* Begin EXTRACTED TEXT *
Transcendence film review
Johnny Depp, Rebecca Hall, Morgan Freeman, Paul Bettany, Kate Mara, Cillian Murphy, Cole Hauser
1 hr. 58 mins.
Warner Bros. Pictures
CRITIC’S RATING: ** stars (out of 4 stars)
Cinematographer-turned-director Wally Pfister (a close film-making collaborator with movie mastermind Christopher Nolan) decides to take on the realm of technology cynicism in the somnolent sci-fi techno-thriller Transcendence. There certainly has been attempts to provide shrewd commentary on the weary connection between man’s progressive manipulation and the technological tendencies that shape our societal sensibilities. However, Transcendence feels structurally stiff and artificial without properly conveying its sentient messaging about cyberspace intrigue. Rather boorish and indifferent, Pfister’s entry wants so eagerly to dwell on the intellectual speculation and mysteries of techno-tampering that it forgets to fortify its high-concept story with a sense of free-spirited style and dramatic flexibility.
In Pfister’s big-budgeted feature directorial debut he has the formidable tools to work with in the form of creative chameleon lead Johnny Depp as well as a solid supporting cast that includes distinguished Oscar-winning notable Morgan Freeman, Rebecca Hall, Kate Mara, the seasoned Cillian Murphy and Paul Bettany. Obviously, Pfister’s glorified cinematography endeavors under Nolan’s movie-making umbrella has produced such mind-bending gems as Momento, The Dark Knight and Inception. So given these sturdy factors why does Transcendence come off as a scientific dud? In addition to Pfister pedestrian direction, first-time screenwriter Jack Peglan’s narrative wants to embrace its twisty and turbulent ideas but as a whole this sluggish production seemingly gets entangled in its own pseudo-cleverness.
If the main selling point for Transcendence is its enigmatic star Depp (who is still trying to live down his unflattering The Lone Ranger association) as well as the film’s convoluted construction then this button-pushing caper is not going to compute. Brilliant married couple in Dr. Will Caster (Depp) and Evelyn (Rebecca Hall) are at the center of this particular storm. Will is the brainy source for overseeing the top secret computer project “PINN” (Physically Independent Neural Network). Unbeknownst to Will’s detriment is an anti-technology terrorist group that spout the panicky leanings of science fiction-related gloom-and-doom inevitability. Naturally, the Berkeley brainiac scientist Caster will pay a heavy price for developing PINN–an artificial intelligence mechanism meant to rival (actually supersede) the superiority of mankind.
* End EXTRACTED TEXT *
* Begin DATA *
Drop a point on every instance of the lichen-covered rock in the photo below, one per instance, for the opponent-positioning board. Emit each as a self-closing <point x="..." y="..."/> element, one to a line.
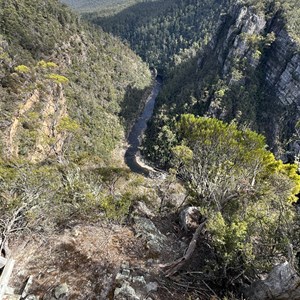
<point x="125" y="292"/>
<point x="190" y="218"/>
<point x="283" y="283"/>
<point x="133" y="286"/>
<point x="156" y="242"/>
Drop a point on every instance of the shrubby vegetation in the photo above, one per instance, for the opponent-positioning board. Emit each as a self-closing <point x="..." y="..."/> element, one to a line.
<point x="245" y="194"/>
<point x="163" y="33"/>
<point x="63" y="87"/>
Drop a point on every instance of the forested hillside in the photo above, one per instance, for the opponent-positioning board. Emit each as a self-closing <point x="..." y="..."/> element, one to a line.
<point x="100" y="5"/>
<point x="68" y="92"/>
<point x="248" y="72"/>
<point x="216" y="210"/>
<point x="164" y="33"/>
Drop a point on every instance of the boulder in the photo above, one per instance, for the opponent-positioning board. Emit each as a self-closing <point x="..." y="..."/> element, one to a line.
<point x="156" y="242"/>
<point x="190" y="218"/>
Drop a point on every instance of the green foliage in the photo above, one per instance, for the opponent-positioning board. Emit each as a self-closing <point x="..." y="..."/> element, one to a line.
<point x="96" y="72"/>
<point x="22" y="69"/>
<point x="67" y="124"/>
<point x="163" y="33"/>
<point x="244" y="191"/>
<point x="58" y="78"/>
<point x="45" y="64"/>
* End DATA *
PROBLEMS -
**a)** Using the Transcendence review, answer each question:
(i) What running time does the review list for the film?
(ii) Who wrote the screenplay?
(iii) What does the project name "PINN" stand for?
**b)** Quote the Transcendence review word for word from "Cinematographer-turned-director Wally Pfister" to "and dramatic flexibility.".
**c)** Extend the Transcendence review beyond its final sentence.

RESPONSE LIST -
**a)**
(i) 1 hr. 58 mins.
(ii) Jack Peglan, a first-time screenwriter.
(iii) Physically Independent Neural Network.

**b)**
Cinematographer-turned-director Wally Pfister (a close film-making collaborator with movie mastermind Christopher Nolan) decides to take on the realm of technology cynicism in the somnolent sci-fi techno-thriller Transcendence. There certainly has been attempts to provide shrewd commentary on the weary connection between man’s progressive manipulation and the technological tendencies that shape our societal sensibilities. However, Transcendence feels structurally stiff and artificial without properly conveying its sentient messaging about cyberspace intrigue. Rather boorish and indifferent, Pfister’s entry wants so eagerly to dwell on the intellectual speculation and mysteries of techno-tampering that it forgets to fortify its high-concept story with a sense of free-spirited style and dramatic flexibility.

**c)**
Predictably, Will is gunned down by one of the aforementioned terrorists as his body is laced with a radiation bullet thus giving the poor guy a limited time to survive. Evelyn understandably is upset and does not want to lose her husband or his scientific gifts that can benefit their expanding world. She is determined to salvage Will’s life and puts her genius science mind to the test when she teams up with mutual friend/work colleague Max Waters (Paul Bettany) to transfer Will’s consciousness/brain matter into PINN’s sophisticated circuits to preserve his existence. Thus, Will is ironically the PINN computerized creation that he invented as an exceptional mortal man.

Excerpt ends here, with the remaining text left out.